● **DATA TO USE**
━━━━━━━━━━
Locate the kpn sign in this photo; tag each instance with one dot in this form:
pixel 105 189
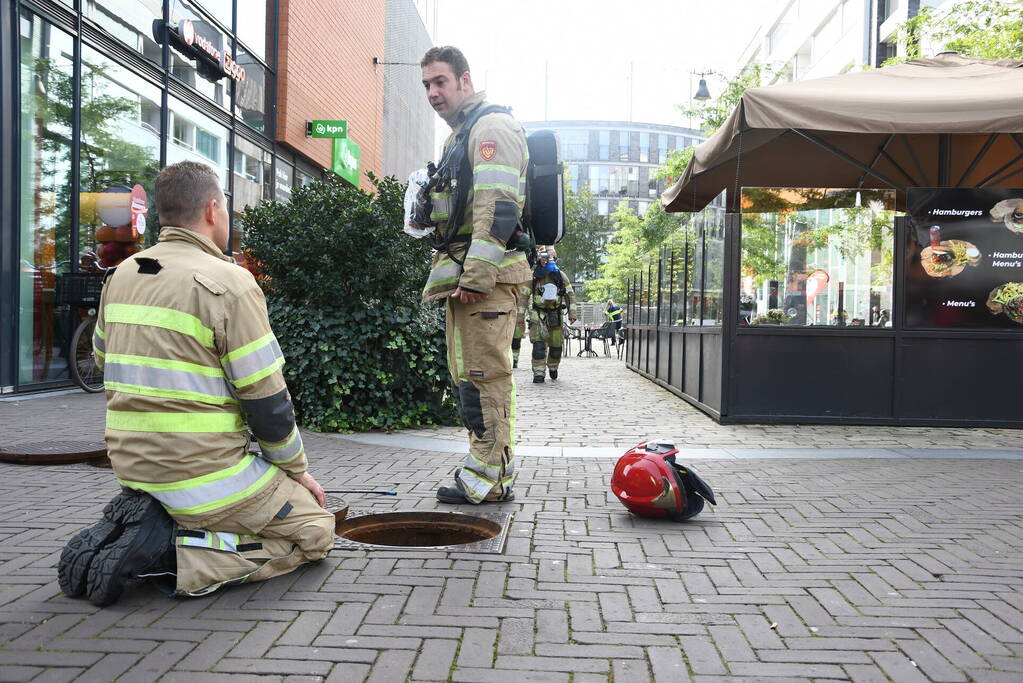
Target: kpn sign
pixel 346 160
pixel 326 129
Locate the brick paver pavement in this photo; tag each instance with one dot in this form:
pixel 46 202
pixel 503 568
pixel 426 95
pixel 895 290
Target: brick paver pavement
pixel 597 402
pixel 863 570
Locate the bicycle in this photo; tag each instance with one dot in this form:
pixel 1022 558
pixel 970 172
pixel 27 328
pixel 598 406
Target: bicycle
pixel 78 290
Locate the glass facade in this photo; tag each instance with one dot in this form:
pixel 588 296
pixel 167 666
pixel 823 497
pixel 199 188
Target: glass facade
pixel 815 257
pixel 95 130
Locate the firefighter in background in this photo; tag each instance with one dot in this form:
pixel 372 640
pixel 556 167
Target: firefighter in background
pixel 551 297
pixel 520 324
pixel 478 273
pixel 190 367
pixel 614 314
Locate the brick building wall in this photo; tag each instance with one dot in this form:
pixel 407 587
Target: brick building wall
pixel 325 71
pixel 408 119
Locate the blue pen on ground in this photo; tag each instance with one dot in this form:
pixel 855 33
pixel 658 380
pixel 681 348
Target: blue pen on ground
pixel 381 492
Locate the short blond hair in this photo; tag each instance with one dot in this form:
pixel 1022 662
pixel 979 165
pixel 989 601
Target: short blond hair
pixel 182 190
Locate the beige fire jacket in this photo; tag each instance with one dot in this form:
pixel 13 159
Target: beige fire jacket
pixel 498 155
pixel 188 359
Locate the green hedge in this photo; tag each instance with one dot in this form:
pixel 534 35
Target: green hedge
pixel 343 285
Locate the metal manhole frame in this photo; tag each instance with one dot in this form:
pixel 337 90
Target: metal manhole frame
pixel 56 452
pixel 491 546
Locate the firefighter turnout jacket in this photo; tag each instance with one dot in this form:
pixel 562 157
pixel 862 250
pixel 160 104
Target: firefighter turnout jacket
pixel 189 358
pixel 497 152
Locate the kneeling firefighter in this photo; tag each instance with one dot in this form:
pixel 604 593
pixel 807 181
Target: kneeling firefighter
pixel 190 367
pixel 551 297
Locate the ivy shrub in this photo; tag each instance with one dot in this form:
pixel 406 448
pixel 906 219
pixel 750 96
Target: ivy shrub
pixel 343 285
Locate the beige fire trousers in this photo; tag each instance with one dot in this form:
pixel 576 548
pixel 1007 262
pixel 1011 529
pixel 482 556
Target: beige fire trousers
pixel 479 343
pixel 270 537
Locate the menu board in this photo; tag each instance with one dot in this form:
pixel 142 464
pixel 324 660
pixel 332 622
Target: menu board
pixel 965 258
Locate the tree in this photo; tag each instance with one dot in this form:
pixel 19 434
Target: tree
pixel 586 232
pixel 991 30
pixel 632 247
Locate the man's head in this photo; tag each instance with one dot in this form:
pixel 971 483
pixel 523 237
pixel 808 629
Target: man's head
pixel 446 78
pixel 188 195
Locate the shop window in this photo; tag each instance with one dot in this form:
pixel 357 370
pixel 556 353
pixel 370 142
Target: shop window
━━━━━━━━━━
● **PROMPT**
Transcribe the rows above word for word, beginning with the first line and ending after the line that contains "pixel 78 290". Leave the pictures out of your copy.

● **CORRECT OUTPUT**
Locate the kpn sign in this photo; tag each instance with one dot in this form:
pixel 105 189
Target: kpn sign
pixel 346 160
pixel 326 129
Locate the brick paver pavement in this photo; tag each instance with one dot in this form:
pixel 46 202
pixel 503 568
pixel 426 95
pixel 895 290
Target: brick paver pavement
pixel 597 402
pixel 863 570
Locate the bicycle in this photo; tag each instance with one dot in this form:
pixel 1022 558
pixel 970 172
pixel 27 328
pixel 598 406
Target: bicycle
pixel 78 290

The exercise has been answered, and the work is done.